## Records for the exercise
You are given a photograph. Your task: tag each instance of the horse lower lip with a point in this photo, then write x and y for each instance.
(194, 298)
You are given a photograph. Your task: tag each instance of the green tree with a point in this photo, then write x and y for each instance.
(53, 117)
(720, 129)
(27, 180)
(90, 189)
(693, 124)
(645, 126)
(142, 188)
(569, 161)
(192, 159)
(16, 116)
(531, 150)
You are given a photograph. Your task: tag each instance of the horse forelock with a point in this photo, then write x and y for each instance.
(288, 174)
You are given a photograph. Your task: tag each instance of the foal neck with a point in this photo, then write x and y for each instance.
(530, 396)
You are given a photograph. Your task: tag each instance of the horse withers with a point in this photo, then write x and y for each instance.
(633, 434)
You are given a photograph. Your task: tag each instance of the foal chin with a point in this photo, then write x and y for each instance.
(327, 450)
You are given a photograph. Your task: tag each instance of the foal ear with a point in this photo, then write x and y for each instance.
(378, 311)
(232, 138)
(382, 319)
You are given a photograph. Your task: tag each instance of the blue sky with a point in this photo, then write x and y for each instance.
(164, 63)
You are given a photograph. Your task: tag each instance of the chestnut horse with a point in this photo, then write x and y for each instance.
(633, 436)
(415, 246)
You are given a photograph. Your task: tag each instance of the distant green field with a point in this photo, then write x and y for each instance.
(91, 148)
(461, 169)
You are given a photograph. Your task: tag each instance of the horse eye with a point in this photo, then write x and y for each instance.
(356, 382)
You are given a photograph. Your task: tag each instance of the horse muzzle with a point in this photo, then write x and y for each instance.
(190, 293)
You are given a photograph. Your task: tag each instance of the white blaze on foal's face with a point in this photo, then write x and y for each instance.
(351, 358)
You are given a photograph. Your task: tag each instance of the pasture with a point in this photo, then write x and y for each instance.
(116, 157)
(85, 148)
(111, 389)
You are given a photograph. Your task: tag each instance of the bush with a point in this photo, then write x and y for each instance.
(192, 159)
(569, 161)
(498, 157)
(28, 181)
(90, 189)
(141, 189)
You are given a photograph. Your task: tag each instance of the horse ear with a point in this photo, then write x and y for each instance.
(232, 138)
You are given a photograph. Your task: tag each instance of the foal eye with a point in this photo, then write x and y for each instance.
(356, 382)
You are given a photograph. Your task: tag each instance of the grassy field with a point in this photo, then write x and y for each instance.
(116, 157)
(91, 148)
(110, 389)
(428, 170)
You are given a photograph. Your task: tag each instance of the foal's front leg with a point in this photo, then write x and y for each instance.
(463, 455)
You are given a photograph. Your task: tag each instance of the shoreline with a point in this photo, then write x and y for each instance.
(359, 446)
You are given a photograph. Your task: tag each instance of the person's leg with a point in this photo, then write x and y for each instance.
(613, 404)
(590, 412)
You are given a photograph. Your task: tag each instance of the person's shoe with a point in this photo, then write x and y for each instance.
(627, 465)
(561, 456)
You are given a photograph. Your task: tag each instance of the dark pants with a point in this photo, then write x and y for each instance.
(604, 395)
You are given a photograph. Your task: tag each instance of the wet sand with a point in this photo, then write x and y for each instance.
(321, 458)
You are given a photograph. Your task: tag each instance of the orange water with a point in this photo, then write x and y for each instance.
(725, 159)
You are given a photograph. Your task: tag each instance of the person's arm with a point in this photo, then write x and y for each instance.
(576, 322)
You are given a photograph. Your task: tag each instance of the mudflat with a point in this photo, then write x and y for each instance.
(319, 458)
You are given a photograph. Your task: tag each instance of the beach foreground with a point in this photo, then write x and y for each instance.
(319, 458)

## Work task
The whole listing should be restated word for word.

## Output for this task
You are given a photograph. Your task: tag each instance of the horse lower lip with a point in this photo, then write x and y for each instance.
(194, 298)
You are given a photograph. Your task: tag each instance of the green tree with a point in this photo, then write x and y for each instance.
(53, 117)
(720, 129)
(27, 180)
(90, 189)
(693, 124)
(645, 126)
(142, 188)
(569, 161)
(192, 159)
(16, 116)
(531, 150)
You are given a photograph. Your task: tag each instance of the horse forelock with a point in this photo, then write x and y for each instance.
(288, 174)
You are given a photograph. Your task: tag each instance of the foal neck with a point in this photo, then write x and y for each instance.
(530, 396)
You are given a photograph. Your task: tag each instance of the horse withers with a point in this photo, then write x and y for each instance.
(633, 434)
You are given a photograph. Your task: tag each instance of the foal chin with a point in this photo, then write x and y for each instance.
(327, 450)
You are given a photograph. Your task: tag each instance of the foal ear with a point in this photo, then write x and y for each instance.
(378, 311)
(232, 138)
(382, 319)
You are given a photograph. Your task: tag each instance of the blue sky with a point in this photo, then write x and y for each instance.
(164, 63)
You are given a photograph. Your task: tag each instance of the chestnut horse with a point in this photo, then write x and y for each instance.
(633, 436)
(415, 246)
You are given a photograph. Your task: tag each instance of the distant green field with a point in this photo, then write x and y for each instance.
(91, 148)
(461, 169)
You are given a photograph. Your task: tag each instance of the horse eye with a point in this photo, then write x and y for each instance.
(356, 382)
You are given a photograph. Your task: tag each instance of the horse muzzle with a point in this photo, then write x and y for each instance.
(190, 293)
You are given a photograph. Your task: tag each instance of the white blaze on foal's face with a point in this photo, then write x and y for each instance.
(351, 358)
You are given a photograph. Your task: tag each instance of the pasture with a point in this photo, then write x and y for each instance.
(116, 157)
(85, 148)
(111, 389)
You are given a photograph. Your task: tag each instance of the bush with a point in this photo, then write x and y for each instance.
(192, 159)
(569, 161)
(498, 157)
(28, 181)
(90, 189)
(141, 189)
You are given a photograph. Your task: tag each instance of the horse ear with a point in this photo, then write x and y for each instance.
(232, 138)
You are given a photograph. Your task: tag each instance of the foal eye with a point in this photo, then write x and y for each instance.
(356, 382)
You are given a photograph. Your task: tag each instance of the grassy field with a point in this photo, then write x and y for each instance.
(116, 157)
(91, 148)
(110, 389)
(428, 170)
You are given a photograph. Your task: tag each instance of the foal's front leg with a point in this photo, then write x and y for each instance.
(463, 455)
You are given a photograph. Your task: tag each instance of the shoreline with a point in this photo, then write x and y for each instance.
(359, 446)
You are given a photograph. Your task: tag each instance of the person's leg with a point in this photo, then write x and y for each instance.
(613, 404)
(590, 412)
You are given a photograph. Your task: tag each instance of the person's shoe with a point in this photo, then write x and y for each instance.
(627, 465)
(561, 456)
You are given a photograph. Your task: tag each instance of the dark pants with a point in this photo, then write x and y for each instance.
(604, 395)
You are given a photograph. Your task: tag each instance of the wet sand with a point in this photo, then write x and y for each instance.
(321, 458)
You are given a photograph. Your task: tag each instance of the orange water with a point in this photo, then write x and y for each instance.
(725, 159)
You are given a photograph. Your task: tag each instance of the person's arm with a point in this photo, then write x and y for each instance.
(576, 322)
You are given a photograph. Your task: tag each instance of the mudflat with a point in this photo, then write x and y for each instance.
(319, 458)
You are given a photograph. Your task: tag each instance of the beach foreground with a point in this photo, then write x and y for each instance.
(319, 458)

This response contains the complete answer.